**Task brief:** Pick out every line in the items below that contains the word "most" and copy each of those lines in full.
————
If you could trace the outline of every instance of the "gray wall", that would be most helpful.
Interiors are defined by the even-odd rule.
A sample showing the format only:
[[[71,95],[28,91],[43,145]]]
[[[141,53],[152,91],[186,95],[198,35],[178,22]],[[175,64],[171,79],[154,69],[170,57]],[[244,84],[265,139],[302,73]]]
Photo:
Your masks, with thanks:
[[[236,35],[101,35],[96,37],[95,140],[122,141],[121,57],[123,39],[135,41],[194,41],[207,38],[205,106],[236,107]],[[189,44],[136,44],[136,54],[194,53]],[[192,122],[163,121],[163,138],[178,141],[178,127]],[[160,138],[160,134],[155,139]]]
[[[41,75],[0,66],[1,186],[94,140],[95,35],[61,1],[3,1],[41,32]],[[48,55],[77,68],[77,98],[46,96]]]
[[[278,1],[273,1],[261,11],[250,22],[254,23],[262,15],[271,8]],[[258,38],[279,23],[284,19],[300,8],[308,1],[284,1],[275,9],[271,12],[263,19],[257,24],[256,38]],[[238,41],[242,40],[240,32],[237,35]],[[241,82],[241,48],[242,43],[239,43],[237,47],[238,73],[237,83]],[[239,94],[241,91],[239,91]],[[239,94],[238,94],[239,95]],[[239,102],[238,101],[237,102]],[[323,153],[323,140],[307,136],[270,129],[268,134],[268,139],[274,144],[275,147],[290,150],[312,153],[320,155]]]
————
**Output for this task:**
If you could trace the outline of every instance of the "gray wall", that would be most helpful.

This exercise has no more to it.